──────── PROVIDED DATA

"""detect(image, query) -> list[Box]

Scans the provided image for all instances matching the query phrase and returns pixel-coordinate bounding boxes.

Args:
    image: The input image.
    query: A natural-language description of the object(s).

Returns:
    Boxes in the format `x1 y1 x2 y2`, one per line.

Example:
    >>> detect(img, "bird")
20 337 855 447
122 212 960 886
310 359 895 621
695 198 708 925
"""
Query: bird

────────────────

(PROBLEM REQUIREMENTS)
Can you write out the data above again, line for line, with every character unchanged?

(SOLUTION BELOW)
"""detect(image, query) -> list[Box]

Scans the provided image for all instances matching the query phrase and returns pixel-coordinate bounding boxes.

Args:
    image: The input image.
    query: A natural-language description of the object(s).

Returns:
    Boxes in the format `x1 y1 x2 y2`, one per line.

Example:
    >>> detect(img, "bird")
20 337 855 447
122 212 960 886
310 359 895 621
695 198 708 925
"""
Query: bird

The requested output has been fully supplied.